■ **WHAT THIS TASK INVOLVES**: Would you please return the line containing "Pass this photo to locate to point out the broken" and all the lines after it through the end of the records below, unchanged and on their own?

--- START ---

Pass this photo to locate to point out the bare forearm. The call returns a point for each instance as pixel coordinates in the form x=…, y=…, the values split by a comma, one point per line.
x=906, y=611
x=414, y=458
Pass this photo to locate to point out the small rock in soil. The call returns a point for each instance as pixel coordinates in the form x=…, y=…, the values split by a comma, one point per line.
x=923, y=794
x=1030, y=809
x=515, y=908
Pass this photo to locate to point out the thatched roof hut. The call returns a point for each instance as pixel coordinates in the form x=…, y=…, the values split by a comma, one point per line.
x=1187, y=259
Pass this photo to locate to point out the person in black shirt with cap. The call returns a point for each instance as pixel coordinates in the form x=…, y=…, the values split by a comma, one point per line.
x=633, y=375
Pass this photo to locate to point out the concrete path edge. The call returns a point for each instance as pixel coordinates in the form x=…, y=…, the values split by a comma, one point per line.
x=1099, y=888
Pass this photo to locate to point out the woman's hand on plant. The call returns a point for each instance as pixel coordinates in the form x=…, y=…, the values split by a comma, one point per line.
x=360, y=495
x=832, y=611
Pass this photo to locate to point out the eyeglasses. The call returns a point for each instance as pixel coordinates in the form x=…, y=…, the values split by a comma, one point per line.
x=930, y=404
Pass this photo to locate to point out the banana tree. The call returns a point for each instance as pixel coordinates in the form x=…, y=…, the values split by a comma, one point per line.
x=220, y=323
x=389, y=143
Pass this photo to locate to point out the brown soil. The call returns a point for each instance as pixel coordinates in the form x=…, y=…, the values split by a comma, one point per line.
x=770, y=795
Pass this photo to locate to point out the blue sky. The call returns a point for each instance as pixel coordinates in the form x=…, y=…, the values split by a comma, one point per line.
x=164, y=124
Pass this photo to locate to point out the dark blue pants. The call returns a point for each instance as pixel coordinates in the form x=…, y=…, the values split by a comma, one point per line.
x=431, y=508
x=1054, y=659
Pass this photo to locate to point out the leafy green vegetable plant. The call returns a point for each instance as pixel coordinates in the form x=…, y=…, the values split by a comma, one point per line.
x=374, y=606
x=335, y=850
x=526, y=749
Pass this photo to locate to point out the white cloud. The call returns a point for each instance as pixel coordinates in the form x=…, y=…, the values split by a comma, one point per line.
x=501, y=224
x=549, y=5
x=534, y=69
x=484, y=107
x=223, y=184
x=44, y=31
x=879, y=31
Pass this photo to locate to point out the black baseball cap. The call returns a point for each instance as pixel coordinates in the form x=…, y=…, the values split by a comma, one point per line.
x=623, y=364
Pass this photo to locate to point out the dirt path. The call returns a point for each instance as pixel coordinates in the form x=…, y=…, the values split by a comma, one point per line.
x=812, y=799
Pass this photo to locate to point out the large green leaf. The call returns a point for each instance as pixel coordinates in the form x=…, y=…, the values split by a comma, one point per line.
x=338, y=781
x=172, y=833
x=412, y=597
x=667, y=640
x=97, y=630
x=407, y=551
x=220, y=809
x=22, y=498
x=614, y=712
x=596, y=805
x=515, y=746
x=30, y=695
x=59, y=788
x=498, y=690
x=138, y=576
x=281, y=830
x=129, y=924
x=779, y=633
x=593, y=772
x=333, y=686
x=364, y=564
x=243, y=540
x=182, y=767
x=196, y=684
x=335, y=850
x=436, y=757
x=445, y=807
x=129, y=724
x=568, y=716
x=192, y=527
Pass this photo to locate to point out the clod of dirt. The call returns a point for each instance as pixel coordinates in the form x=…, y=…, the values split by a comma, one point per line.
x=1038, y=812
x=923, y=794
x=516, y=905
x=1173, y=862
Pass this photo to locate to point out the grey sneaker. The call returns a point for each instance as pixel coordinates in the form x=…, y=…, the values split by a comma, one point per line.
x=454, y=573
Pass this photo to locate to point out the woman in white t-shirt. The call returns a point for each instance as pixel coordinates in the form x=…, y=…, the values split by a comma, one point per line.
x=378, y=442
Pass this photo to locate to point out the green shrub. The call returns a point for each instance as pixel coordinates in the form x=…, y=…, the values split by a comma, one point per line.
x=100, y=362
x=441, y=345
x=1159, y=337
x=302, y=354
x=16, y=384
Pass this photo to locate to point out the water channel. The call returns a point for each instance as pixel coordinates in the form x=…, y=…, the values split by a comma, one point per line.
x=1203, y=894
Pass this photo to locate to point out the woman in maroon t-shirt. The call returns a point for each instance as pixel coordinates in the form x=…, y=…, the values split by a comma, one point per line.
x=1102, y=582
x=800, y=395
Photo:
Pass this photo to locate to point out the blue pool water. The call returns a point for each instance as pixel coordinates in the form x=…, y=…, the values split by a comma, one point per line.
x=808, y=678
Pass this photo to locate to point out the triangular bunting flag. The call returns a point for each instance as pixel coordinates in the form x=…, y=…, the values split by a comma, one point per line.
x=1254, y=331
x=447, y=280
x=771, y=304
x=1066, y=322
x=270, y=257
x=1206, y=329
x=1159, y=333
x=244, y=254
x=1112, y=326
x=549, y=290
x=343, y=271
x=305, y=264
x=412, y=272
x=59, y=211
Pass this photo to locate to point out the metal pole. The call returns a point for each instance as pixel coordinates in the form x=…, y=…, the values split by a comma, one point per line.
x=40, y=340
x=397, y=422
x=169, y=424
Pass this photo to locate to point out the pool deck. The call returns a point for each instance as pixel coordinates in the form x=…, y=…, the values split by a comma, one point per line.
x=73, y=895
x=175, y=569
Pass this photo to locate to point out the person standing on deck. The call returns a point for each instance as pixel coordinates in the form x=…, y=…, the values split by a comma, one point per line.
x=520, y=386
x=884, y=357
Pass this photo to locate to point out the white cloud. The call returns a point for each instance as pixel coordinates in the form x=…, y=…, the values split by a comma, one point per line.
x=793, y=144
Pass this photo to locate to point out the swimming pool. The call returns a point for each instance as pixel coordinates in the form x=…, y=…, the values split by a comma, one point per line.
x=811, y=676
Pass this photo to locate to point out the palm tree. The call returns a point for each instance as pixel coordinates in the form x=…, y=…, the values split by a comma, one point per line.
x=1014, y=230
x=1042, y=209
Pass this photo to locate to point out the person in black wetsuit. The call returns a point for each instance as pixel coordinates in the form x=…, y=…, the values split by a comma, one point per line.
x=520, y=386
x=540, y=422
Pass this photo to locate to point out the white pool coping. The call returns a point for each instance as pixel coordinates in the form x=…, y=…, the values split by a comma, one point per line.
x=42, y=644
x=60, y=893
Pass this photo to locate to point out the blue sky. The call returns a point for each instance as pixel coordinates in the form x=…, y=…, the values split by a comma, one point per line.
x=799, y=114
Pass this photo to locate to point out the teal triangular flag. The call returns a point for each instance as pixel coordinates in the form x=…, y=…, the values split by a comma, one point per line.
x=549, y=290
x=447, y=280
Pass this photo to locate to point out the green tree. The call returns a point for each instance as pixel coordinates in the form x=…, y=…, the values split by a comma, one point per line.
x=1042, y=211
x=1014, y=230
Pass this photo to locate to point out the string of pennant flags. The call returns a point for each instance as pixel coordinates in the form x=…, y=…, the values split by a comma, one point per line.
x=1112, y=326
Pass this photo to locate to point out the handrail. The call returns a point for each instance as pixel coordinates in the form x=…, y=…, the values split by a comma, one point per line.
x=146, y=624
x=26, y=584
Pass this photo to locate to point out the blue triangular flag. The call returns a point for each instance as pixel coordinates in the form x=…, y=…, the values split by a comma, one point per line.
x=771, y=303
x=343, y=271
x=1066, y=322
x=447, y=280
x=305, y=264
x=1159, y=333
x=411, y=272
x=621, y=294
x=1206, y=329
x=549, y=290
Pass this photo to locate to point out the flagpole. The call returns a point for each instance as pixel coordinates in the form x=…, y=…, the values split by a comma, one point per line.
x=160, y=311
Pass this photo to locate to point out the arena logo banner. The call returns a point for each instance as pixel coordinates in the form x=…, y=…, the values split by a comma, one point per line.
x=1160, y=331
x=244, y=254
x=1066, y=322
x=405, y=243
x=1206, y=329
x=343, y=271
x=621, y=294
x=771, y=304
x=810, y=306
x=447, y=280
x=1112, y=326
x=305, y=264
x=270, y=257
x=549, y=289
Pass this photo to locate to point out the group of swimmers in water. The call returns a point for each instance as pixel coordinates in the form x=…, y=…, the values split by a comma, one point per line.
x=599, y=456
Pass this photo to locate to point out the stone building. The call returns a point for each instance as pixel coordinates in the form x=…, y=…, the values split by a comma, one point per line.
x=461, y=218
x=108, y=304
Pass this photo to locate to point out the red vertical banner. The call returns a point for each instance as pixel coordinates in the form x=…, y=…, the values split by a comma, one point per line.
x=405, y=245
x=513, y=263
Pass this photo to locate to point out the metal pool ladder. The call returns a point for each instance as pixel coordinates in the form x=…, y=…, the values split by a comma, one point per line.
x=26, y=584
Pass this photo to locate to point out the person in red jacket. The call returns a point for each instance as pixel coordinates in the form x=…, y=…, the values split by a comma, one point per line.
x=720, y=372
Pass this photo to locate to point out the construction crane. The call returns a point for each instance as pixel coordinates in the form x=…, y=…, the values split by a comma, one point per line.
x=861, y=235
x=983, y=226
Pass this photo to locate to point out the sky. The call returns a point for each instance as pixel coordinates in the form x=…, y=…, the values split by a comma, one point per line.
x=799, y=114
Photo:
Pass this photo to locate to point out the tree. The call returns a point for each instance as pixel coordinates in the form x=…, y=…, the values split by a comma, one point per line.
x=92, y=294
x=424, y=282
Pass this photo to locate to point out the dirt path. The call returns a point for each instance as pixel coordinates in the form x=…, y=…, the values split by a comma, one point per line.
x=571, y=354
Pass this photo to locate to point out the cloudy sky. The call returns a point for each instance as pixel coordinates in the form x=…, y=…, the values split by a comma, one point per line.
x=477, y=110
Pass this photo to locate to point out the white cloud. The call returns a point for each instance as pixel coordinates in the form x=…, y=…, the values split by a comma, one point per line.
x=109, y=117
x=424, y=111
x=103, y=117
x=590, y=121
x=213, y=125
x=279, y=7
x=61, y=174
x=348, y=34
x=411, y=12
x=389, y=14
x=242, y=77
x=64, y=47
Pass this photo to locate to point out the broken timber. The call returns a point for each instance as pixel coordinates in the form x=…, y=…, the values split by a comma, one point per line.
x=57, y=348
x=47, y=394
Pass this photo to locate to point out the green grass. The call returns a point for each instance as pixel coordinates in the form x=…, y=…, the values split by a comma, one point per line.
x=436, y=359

--- END ---

■ **ANSWER TO THE EXERCISE**:
Pass this photo to locate to point out the broken timber. The call returns a point for each instance as pixel coordinates in the form x=…, y=…, the values split by a comma, one point per line.
x=57, y=348
x=47, y=394
Pass this photo to locate to point out the green grass. The call returns a point for each instance as pixel coordinates in the form x=…, y=…, the values split by a comma, one point per line.
x=436, y=359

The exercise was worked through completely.